# Tasks to carry out:
**1.** Copy from the engine simulation patent text below, from "This application claims" up to and including "out the method.", without changing a word.
**2.** According to the engine simulation patent text below, which earlier application does this one claim priority from, and when was it filed?

# Passage shown:
Method For Simulating The Operation Of An Internal Combustion Engine And Device For Carrying Out The Method

Abstract

A method for simulating the operation of an internal combustion engine, using a single-cylinder test bench device, and a data-processing device executing an engine simulation model which simulates a multi-cylinder internal combustion engine. The engine simulation model determines a simulation value of at least one simulation variable, to be simulated, of the multi-cylinder internal combustion engine, in particular air mass flow and/or exhaust gas recirculation rate on the basis of at least one test bench. operating value, in particular indicated mean pressure and/or exhaust gas temperature, which is detected at a defined test bench operating point of the single-cylinder test bench device by means of a measuring device and fed to the data-processing device.

Description

CROSS-REFERENCE TO RELATED APPLICATIONS

This application claims the priority of DE 10 2013 018 978.0 filed Nov. 14, 2013, which is incorporated herein by reference.

BACKGROUND OF THE INVENTION

The invention relates to a method for simulating the operation of an internal combustion engine, to a device for carrying out the method, and to a computer program product for carrying out the method.

During the development of new internal combustion engines, the use of engine simulation models which are close to real conditions is playing an evermore important role. The use of the engine simulation models allows effective evaluation of individual engine concepts even in a very early phase of the engine development so that, for example, the development time and number of prototype parts can be significantly reduced. Use of engine test benches is also significant during the development of internal combustion engines since here, in particular in the case of single-cylinder test benches, for example individual internal combustion engine components can be replaced at low cost and there are extensive setting possibilities for internal combustion engine operating variables such as the air mass flow or exhaust gas recirculation rate. In order to combine the advantages of the engine simulation models and of the engine test benches and to optimize further engine development it is also known to couple an engine test bench to an engine simulation model.

DE 100 20 448 A1 discloses, for example, a method for optimizing the operation of an internal combustion engine in which a full engine test bench is coupled to a physical engine model in order to describe a functional relationship between manipulated variables and target variables of the internal combustion engine. As a result, a database is produced for every operating point of the internal combustion engine, which database permits the manipulated variables to be optimized as a function of the target variables without further use of the engine test bench. The optimization is carried out here exclusively by a computer, as a result of which the optimized manipulated variables can be determined particularly quickly. However, this method has the disadvantage that the functional relationship between the manipulated variables and the target variables can be determined with difficulty or only with insufficient precision. Furthermore, reference is made to the presence of a multi-cylinder full engine.

BRIEF SUMMARY OF THE INVENTION

An object of the invention is to make available a method for simulating the operation of an internal combustion engine and a device for carrying out the method, by means of which method and device the operation of the internal combustion engine can be simulated easily and/or in a way which is particularly close to real conditions.

The invention relates to a method for simulating she operation of an internal combustion engine, having a single-cylinder test bench device, and having a data-processing device by means of which an engine simulation model which simulates a multi-cylinder internal combustion engine can be executed, wherein the engine simulation model is embodied in such a way that a simulation value of at least one simulation variable, to be simulated, of the multi-cylinder internal combustion engine, in particular air mass flow and/or exhaust gas recirculation rate, is determined by the engine simulation model on the basis of at least one test bench operating value, in particular indicated mean pressure and/or exhaust gas temperature, which is detected at a defined test bench operating point of the single-cylinder test bench device by a measuring device and fed to the data-processing device.

# Records supplied:
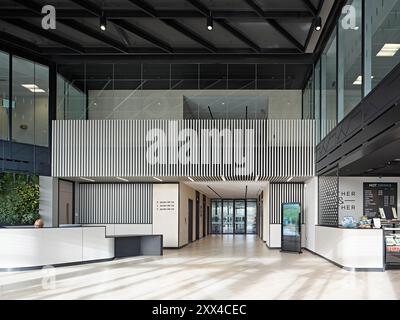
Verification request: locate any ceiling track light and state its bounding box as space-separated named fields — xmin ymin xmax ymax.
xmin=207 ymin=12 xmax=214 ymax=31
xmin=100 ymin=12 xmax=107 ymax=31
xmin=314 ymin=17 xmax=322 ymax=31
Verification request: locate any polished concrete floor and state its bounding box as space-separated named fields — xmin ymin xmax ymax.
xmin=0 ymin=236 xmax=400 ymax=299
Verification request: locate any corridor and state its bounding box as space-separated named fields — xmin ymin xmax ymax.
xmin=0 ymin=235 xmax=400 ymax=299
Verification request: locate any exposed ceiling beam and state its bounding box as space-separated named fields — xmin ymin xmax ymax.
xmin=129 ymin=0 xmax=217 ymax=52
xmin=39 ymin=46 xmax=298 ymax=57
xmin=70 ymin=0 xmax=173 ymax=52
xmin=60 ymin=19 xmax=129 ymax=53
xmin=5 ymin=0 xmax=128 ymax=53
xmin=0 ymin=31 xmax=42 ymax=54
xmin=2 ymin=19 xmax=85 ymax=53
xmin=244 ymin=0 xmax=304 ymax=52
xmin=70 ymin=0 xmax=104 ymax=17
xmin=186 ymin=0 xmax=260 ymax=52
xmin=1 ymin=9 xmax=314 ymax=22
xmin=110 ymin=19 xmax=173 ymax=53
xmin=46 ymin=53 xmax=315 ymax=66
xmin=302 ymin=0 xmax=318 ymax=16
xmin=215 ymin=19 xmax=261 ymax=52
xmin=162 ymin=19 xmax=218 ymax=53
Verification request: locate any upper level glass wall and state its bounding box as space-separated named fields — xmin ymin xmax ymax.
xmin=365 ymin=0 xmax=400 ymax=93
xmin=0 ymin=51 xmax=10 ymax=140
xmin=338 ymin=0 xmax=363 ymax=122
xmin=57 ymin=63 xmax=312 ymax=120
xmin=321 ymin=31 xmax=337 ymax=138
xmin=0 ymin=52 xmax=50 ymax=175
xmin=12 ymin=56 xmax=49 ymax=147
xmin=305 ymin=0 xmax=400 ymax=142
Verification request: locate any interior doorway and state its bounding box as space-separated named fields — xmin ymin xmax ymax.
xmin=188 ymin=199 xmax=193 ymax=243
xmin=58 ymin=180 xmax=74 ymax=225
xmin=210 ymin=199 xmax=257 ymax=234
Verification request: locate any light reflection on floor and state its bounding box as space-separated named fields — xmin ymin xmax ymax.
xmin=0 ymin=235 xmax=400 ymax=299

* * *

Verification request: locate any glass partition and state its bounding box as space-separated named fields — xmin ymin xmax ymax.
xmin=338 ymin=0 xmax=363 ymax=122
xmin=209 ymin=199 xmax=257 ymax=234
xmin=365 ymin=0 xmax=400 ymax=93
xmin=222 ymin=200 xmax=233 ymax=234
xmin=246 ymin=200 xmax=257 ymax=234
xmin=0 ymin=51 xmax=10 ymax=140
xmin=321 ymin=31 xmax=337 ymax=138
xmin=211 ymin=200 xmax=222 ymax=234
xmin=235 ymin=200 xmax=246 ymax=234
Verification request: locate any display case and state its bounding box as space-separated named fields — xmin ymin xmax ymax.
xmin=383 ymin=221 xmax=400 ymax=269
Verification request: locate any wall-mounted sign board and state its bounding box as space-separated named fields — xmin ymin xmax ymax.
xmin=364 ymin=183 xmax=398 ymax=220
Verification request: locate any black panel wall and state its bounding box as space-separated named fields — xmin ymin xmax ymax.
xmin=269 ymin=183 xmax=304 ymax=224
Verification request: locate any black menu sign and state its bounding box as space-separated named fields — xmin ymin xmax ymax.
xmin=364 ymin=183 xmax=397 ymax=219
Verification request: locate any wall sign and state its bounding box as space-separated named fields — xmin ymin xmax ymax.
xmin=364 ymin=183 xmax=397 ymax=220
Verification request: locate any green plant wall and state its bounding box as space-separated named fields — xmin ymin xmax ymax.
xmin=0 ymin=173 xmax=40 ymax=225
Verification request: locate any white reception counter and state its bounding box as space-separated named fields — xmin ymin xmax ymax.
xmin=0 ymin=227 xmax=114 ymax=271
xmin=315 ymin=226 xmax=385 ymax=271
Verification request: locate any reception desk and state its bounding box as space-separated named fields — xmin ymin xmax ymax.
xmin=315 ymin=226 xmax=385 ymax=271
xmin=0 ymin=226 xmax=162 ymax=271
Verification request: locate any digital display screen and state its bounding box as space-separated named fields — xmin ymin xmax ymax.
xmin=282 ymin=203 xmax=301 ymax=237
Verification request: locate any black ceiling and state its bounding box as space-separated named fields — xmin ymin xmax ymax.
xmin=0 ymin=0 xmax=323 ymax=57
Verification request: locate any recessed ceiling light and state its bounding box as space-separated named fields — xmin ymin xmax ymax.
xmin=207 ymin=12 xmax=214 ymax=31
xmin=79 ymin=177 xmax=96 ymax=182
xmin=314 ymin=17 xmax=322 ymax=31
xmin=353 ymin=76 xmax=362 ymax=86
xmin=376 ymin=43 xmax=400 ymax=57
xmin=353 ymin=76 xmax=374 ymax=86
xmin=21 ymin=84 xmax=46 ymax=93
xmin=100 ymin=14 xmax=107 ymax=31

# Written responses:
**1.**
This application claims the priority of DE 10 2013 018 978.0 filed Nov. 14, 2013, which is incorporated herein by reference.

BACKGROUND OF THE INVENTION

The invention relates to a method for simulating the operation of an internal combustion engine, to a device for carrying out the method, and to a computer program product for carrying out the method.

**2.** It claims priority from DE 10 2013 018 978.0, filed Nov. 14, 2013.